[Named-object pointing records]
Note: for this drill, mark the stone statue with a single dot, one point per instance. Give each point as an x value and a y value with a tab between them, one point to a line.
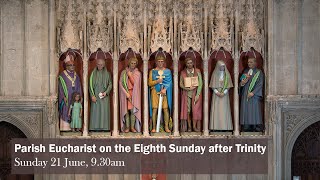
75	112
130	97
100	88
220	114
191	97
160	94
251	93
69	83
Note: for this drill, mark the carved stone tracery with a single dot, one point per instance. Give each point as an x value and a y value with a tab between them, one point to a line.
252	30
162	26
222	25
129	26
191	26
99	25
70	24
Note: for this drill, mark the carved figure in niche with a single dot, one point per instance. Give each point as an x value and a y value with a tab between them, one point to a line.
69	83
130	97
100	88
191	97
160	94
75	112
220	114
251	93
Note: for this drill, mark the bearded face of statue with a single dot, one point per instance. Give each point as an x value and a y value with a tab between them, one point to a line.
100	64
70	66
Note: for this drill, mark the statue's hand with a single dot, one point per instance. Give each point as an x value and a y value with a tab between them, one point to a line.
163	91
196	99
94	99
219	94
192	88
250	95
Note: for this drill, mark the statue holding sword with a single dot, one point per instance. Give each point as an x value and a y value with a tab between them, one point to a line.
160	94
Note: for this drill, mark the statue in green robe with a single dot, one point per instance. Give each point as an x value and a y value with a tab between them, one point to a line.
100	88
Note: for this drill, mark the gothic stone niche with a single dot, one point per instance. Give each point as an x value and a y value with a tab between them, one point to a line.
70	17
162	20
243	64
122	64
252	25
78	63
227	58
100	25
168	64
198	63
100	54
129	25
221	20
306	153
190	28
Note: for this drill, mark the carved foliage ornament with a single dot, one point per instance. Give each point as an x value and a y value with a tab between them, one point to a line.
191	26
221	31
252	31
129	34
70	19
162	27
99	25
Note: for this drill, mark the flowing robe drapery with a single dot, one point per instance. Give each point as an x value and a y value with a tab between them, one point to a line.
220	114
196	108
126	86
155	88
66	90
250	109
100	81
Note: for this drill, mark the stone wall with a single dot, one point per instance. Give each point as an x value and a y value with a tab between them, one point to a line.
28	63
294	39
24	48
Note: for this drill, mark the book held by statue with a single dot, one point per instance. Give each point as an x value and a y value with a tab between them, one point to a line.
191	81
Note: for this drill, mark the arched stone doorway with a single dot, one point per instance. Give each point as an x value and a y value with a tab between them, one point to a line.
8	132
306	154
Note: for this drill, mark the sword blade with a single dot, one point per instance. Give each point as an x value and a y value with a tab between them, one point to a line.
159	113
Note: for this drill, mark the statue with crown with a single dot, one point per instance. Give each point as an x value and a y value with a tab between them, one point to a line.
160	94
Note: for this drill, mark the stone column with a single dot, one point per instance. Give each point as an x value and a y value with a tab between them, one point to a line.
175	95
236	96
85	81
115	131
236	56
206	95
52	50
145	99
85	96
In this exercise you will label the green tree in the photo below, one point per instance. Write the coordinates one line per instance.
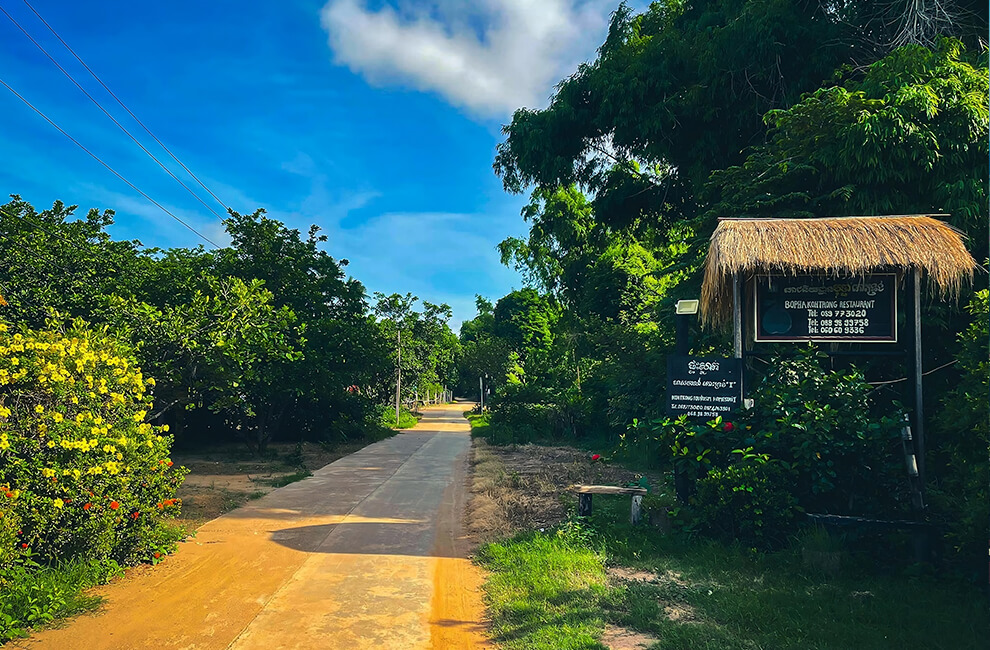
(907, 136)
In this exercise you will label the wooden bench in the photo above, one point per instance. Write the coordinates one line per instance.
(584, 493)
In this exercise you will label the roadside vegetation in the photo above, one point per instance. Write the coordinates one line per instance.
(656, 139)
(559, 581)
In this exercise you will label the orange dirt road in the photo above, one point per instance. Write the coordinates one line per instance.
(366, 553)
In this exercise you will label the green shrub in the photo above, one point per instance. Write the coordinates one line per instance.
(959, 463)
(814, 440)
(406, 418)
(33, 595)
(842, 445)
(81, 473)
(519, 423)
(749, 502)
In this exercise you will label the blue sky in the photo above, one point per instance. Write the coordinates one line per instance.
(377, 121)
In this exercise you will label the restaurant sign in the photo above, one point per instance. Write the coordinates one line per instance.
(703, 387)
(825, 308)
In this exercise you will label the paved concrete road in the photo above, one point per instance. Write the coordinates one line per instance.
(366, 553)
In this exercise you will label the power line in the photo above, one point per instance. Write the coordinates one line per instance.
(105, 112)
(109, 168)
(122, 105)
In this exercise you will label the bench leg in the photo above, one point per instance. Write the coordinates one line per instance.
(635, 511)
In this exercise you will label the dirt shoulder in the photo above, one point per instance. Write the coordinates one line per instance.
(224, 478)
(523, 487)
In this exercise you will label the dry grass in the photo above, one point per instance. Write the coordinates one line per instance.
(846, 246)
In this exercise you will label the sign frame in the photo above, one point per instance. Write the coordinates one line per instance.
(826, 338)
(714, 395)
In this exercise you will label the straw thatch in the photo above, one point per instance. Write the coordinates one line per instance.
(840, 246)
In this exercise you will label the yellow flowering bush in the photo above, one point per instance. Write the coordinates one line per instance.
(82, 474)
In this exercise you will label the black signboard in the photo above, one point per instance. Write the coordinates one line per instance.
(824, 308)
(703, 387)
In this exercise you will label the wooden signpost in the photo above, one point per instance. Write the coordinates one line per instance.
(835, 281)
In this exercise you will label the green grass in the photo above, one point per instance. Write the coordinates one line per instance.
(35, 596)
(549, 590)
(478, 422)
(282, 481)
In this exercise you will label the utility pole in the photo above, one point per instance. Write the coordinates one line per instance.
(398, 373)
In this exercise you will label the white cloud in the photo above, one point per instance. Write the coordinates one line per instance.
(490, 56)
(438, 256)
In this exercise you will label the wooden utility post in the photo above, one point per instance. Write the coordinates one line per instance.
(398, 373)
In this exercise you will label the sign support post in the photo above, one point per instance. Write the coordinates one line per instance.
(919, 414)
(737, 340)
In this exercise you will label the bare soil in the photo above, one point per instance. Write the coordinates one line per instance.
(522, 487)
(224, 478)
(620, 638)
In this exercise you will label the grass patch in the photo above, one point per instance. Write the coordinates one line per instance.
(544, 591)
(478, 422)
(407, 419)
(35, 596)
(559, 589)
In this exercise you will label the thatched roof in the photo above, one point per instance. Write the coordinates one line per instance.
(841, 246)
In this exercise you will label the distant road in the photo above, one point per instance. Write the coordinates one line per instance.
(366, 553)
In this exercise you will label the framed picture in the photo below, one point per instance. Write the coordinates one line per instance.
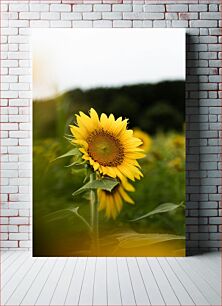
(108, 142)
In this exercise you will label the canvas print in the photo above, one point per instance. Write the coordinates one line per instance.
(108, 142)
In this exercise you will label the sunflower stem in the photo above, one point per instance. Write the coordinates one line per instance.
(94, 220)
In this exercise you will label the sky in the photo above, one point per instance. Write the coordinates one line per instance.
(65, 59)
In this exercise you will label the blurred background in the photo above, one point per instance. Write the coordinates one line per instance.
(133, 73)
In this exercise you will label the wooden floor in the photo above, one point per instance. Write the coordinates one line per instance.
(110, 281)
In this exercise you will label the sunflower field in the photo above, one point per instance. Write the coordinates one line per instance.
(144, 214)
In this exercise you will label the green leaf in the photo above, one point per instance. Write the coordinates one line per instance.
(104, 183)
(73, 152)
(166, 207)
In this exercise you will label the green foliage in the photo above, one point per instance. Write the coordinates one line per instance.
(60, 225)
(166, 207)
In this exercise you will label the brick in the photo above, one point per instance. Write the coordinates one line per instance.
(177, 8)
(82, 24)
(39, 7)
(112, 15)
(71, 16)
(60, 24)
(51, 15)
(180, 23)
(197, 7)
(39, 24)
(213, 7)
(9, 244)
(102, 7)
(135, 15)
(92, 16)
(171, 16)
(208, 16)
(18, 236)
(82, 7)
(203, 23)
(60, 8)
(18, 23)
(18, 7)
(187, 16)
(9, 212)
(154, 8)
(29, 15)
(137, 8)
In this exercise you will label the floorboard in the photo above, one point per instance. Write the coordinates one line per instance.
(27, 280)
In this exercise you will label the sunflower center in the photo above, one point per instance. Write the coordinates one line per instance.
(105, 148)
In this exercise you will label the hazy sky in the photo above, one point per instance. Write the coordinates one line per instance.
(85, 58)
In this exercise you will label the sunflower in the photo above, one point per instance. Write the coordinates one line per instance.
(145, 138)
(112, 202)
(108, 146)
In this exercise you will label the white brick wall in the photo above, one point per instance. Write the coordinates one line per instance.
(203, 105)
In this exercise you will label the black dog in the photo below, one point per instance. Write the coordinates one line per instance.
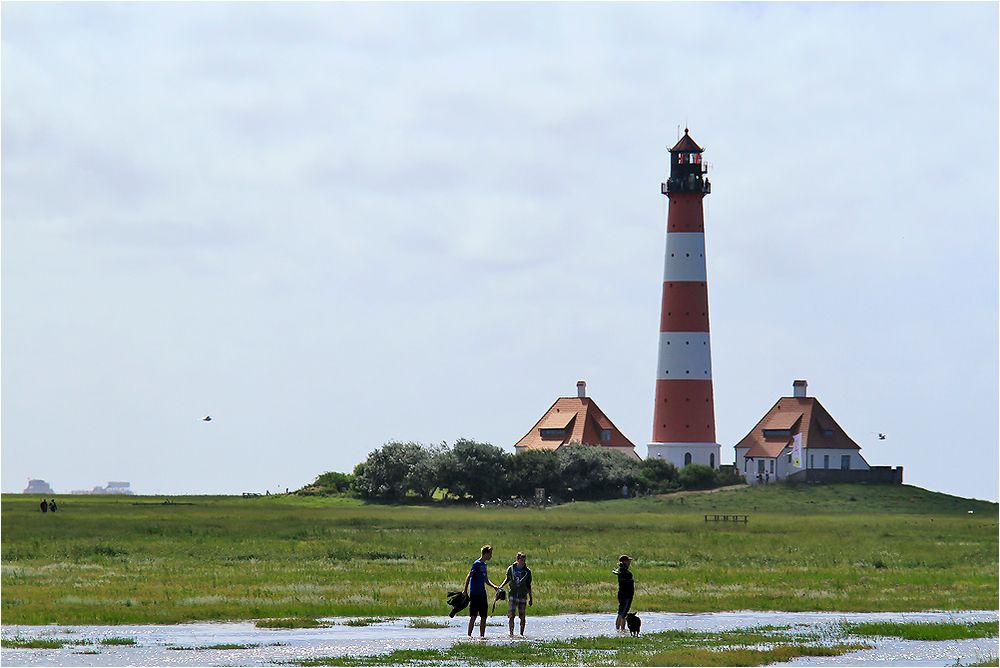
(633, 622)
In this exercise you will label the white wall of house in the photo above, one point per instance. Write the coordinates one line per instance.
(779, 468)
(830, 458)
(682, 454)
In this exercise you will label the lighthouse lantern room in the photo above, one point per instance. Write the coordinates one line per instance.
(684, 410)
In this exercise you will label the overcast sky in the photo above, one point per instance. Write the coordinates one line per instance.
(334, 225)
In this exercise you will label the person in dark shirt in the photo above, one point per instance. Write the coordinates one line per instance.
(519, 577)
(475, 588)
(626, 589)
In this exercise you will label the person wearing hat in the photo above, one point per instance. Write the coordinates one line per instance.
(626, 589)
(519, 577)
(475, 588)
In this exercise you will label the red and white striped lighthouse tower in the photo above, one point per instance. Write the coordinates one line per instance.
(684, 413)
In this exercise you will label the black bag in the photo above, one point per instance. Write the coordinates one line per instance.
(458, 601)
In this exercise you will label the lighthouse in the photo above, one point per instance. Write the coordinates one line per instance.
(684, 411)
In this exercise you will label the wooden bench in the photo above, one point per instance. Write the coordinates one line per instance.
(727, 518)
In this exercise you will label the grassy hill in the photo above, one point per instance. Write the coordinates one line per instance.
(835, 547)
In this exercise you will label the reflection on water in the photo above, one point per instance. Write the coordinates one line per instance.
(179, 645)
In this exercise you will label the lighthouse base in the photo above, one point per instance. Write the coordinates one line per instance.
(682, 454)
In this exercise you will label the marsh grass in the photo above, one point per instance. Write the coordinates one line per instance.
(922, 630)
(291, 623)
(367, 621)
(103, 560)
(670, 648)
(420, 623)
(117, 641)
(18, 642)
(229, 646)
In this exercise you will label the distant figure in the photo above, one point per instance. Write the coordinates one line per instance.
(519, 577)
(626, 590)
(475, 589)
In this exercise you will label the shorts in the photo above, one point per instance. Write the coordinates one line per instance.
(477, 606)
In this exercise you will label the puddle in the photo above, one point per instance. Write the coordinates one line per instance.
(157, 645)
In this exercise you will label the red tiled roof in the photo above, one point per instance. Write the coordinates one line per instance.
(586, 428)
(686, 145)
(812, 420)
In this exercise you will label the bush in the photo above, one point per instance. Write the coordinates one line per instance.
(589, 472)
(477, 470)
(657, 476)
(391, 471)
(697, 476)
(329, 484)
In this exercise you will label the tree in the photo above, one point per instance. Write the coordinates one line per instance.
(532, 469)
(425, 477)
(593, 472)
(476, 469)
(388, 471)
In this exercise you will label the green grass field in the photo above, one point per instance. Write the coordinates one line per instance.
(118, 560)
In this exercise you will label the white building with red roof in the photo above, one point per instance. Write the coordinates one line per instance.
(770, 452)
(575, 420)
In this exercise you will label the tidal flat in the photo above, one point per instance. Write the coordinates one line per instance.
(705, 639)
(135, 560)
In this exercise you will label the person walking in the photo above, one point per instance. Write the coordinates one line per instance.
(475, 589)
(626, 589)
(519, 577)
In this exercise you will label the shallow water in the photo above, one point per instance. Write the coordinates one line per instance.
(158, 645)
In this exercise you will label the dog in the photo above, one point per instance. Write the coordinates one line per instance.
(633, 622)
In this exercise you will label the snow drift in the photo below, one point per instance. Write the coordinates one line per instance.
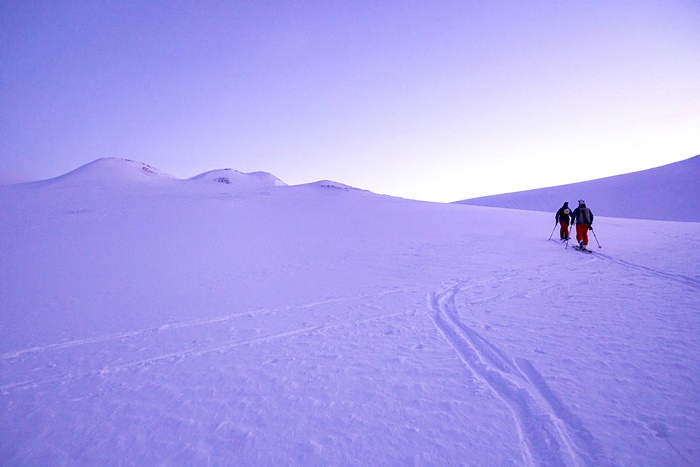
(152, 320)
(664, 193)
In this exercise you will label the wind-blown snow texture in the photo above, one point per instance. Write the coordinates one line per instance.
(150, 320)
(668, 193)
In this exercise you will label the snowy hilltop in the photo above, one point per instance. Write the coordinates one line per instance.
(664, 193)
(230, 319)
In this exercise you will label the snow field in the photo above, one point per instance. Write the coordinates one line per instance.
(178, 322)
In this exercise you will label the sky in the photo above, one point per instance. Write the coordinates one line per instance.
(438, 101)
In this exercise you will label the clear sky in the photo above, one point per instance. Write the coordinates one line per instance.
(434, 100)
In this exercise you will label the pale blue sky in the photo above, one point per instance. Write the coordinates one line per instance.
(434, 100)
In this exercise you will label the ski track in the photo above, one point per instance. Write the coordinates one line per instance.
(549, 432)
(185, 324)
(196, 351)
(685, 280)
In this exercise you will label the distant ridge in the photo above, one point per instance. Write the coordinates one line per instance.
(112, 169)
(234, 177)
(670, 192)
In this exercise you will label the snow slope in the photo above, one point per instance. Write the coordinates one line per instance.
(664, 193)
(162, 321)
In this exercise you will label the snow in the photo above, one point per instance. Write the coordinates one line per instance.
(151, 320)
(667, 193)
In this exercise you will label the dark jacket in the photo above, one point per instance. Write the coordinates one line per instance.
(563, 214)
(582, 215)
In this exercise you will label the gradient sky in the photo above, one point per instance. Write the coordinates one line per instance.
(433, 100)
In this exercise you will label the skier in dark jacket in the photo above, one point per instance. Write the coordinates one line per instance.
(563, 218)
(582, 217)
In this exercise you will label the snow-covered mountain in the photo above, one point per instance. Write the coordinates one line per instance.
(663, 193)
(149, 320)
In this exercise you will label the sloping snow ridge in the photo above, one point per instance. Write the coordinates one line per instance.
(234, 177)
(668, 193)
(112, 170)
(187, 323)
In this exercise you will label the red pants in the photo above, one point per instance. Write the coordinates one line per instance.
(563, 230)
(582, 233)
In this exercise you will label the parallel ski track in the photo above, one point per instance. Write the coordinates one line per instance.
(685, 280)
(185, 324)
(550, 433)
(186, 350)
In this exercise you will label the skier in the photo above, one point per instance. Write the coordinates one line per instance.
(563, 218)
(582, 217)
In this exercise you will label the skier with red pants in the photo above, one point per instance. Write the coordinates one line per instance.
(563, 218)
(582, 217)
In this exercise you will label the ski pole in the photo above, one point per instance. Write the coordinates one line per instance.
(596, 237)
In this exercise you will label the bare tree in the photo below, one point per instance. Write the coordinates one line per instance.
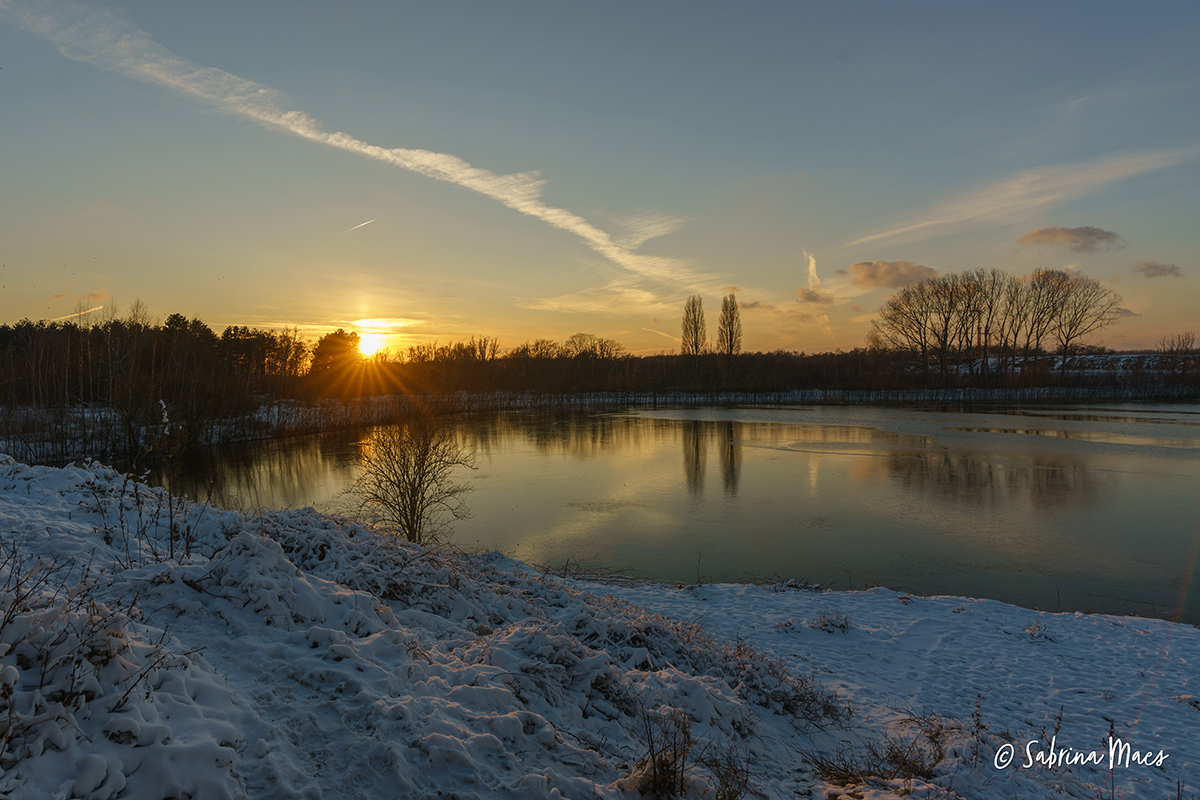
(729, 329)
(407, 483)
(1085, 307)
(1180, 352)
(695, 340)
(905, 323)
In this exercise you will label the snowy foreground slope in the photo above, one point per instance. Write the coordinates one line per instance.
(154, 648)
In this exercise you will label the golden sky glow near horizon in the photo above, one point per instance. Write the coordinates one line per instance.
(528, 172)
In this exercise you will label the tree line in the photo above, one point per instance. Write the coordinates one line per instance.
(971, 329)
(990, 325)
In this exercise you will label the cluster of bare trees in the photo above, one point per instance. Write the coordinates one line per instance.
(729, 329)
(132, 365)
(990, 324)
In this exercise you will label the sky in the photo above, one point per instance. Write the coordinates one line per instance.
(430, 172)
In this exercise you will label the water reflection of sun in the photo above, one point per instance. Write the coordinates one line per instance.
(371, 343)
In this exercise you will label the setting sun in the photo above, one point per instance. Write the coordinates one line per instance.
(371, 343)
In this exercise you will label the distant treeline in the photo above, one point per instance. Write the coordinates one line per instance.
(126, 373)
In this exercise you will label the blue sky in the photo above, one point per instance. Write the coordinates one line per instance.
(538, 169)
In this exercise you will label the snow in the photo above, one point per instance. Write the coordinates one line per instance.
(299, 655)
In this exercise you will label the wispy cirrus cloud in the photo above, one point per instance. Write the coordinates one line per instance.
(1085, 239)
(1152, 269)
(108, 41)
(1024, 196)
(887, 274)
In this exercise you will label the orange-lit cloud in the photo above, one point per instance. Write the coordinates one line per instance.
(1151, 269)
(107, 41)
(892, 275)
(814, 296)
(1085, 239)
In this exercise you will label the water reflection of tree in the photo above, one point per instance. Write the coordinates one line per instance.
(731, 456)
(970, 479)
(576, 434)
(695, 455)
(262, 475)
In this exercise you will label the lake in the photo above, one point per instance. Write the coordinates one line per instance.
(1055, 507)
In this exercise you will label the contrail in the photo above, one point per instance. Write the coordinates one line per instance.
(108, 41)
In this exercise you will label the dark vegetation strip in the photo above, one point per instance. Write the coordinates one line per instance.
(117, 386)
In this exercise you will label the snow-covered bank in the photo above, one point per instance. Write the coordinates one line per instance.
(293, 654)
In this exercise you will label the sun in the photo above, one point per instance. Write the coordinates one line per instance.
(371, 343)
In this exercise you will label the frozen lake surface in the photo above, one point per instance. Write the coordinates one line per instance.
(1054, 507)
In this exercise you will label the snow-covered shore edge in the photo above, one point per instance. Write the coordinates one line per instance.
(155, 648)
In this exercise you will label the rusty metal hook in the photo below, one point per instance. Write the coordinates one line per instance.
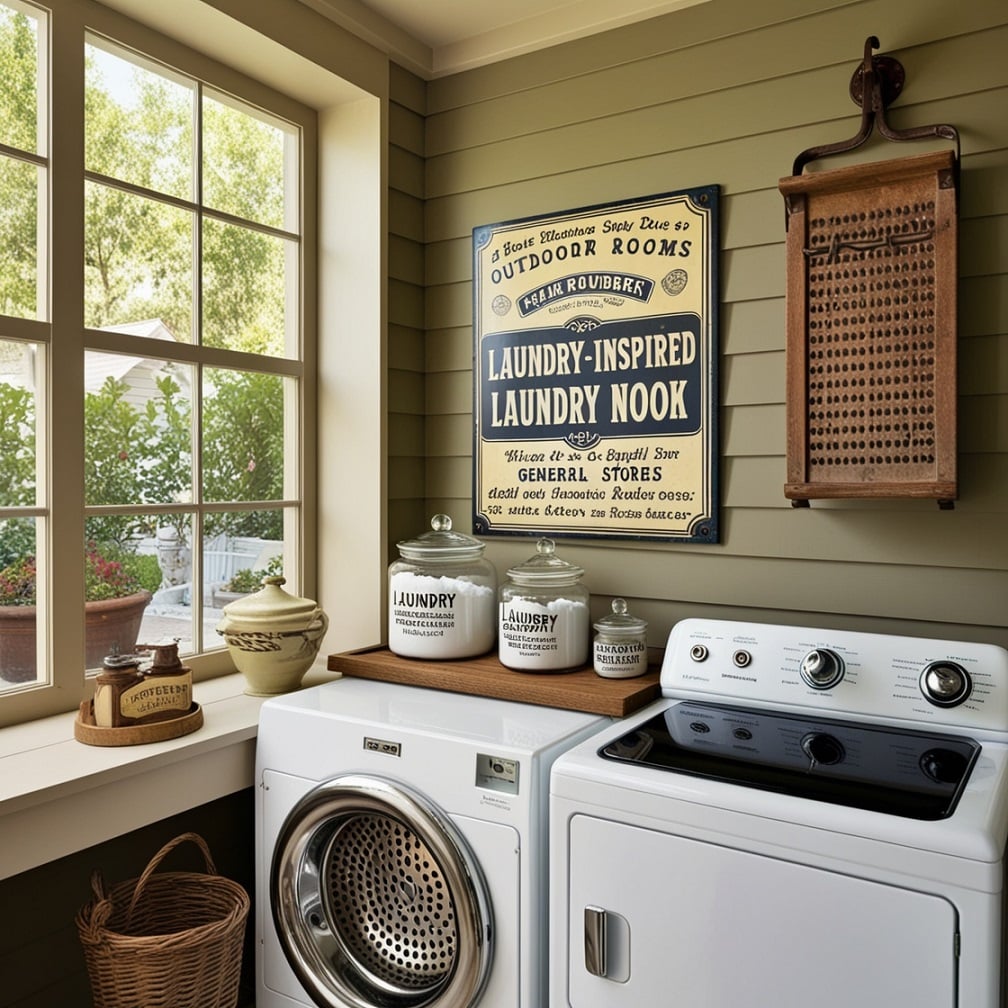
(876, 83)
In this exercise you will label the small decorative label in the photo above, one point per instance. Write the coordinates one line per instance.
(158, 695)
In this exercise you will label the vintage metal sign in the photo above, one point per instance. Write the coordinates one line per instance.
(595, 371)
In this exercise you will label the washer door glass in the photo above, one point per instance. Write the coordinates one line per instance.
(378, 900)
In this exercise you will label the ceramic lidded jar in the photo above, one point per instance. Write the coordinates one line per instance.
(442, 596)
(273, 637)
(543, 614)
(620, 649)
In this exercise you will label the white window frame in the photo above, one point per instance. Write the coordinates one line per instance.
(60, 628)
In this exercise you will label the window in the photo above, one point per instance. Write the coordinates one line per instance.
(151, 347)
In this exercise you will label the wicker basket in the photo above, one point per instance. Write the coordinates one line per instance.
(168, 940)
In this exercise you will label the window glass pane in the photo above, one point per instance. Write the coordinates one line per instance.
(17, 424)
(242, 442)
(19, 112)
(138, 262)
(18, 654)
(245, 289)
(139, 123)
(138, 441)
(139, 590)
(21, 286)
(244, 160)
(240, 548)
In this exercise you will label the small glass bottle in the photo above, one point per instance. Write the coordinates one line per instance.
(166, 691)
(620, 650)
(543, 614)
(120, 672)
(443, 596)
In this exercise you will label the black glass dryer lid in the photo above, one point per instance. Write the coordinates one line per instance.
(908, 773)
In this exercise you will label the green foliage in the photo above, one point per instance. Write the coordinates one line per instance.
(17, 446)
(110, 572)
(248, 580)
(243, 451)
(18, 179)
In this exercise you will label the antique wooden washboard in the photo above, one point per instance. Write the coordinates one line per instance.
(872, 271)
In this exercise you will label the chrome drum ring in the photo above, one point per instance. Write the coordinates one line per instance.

WRITTEN PROBLEM = Beginning with the line that contains "In this exercise you will label the small glass", quote each line exactly through the last line of the entries above, and nothing beyond them.

ANSWER TO THIS PROBLEM =
In this exercise you will label the small glass bottle in the photo above, one point per instance. Write the coordinates one line per instance.
(166, 691)
(620, 650)
(543, 614)
(120, 672)
(443, 596)
In this exercise you will label the black glass dryer lid in the photo above, one point per instance. Write the coordinates one line per instance.
(908, 773)
In this exercise you will label the green foliage in the photo above, one point per instance. Write the coordinates one line per instance.
(17, 446)
(110, 572)
(248, 580)
(243, 451)
(18, 179)
In this exercise you will label the antique wooden washboard in the photo above, one point per instance. Write the coordinates one line per instance.
(872, 271)
In this exercise you will label the chrome drum ring in the photo above, one point per instance. Write the coordinates one line per instance.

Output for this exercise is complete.